= Reading passage =
First 1A. It follows from basic knowledge on zero-sets, essentially:

Let $S$ be a discrete zero-set. Suppose it is $C^\ast$-embedded. Let $A \subseteq S$ be any subset, then define the function $f_A: S \to [0,1]$ by $f(x) = 0 $ iff $x \in A$ and $f(x) = 1$ for $x \in S\setminus A$. Then $f_A$ is continuous as $S$ is discrete (so any function on it is continuous) and as $S$ is $C^\ast$-embedded in $X$ we have an extension $\hat{f}_A: X \to [0,1]$. But then $A= S \cap \hat{f}_A^{-1}[\{0\}]$ is a sero-set as a finite intersection of zero sets of $X$. So all subsets of $S$ are zero-sets.

= Problem =
Can you carry the proof about discrete zero-sets forward, starting right after its final sentence?

= Dataset rows =
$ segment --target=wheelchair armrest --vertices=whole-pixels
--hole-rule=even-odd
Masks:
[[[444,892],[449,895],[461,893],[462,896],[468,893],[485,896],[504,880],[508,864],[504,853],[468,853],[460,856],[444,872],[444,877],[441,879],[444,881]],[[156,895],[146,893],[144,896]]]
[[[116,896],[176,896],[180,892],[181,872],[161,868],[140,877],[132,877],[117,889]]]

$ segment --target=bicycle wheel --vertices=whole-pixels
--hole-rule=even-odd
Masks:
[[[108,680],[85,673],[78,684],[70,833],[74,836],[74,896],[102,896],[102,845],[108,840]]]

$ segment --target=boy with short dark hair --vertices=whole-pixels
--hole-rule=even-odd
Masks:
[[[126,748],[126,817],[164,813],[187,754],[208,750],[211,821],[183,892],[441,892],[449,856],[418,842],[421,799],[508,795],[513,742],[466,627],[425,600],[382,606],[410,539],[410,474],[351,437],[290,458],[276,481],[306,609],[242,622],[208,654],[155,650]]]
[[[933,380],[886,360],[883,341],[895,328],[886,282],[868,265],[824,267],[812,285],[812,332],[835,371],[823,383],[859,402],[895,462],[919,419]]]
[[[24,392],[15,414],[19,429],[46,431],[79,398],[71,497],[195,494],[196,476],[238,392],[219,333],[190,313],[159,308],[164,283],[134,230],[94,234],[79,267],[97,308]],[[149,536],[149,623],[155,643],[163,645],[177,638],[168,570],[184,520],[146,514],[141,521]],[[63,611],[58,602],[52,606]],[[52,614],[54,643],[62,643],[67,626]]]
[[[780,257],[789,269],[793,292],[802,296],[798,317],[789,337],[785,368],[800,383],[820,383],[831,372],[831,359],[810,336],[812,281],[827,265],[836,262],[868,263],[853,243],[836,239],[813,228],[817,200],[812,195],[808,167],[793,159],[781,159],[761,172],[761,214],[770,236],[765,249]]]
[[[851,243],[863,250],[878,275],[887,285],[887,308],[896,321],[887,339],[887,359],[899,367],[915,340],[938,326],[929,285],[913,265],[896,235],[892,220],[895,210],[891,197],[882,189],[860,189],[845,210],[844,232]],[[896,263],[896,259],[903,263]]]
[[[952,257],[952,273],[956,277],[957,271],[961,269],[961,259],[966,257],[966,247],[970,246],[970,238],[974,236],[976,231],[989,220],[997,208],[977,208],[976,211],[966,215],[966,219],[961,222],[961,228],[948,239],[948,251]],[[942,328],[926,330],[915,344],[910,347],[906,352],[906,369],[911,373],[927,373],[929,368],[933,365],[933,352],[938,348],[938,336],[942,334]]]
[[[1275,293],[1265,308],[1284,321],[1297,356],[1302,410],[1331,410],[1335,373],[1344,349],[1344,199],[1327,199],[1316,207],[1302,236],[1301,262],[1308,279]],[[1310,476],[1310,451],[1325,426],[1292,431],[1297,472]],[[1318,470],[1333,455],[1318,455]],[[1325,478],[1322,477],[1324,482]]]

= Result =
If all subsets of $S$ are zero-sets, then in particular $S$ itself is a zero-set and all its subsets are closed (zero-sets are closed) so $S$ is discrete as well. To see it is $C^\ast$-embedded, take two completely separated subsets $A, B \subseteq S$, and by assumption these are zero-sets so $A = f^{-1}[\{0\}]$, and $B = g^{-1}[\{0\}]$ for continuous $f,g : X \to [0,1]$ but then $A$ and $B$ are completely separated in $X$ (in fact disjoint zero-sets always are) by $h = \frac{f}{f+g}$ e.g. So Tietze-Urysohn implies that $S$ is $C^\ast$-embedded.

As to 2. assume that for any two disjoint zero-sets at least one of them is pseudocompact. Then we must show $C$ is pseudocompact.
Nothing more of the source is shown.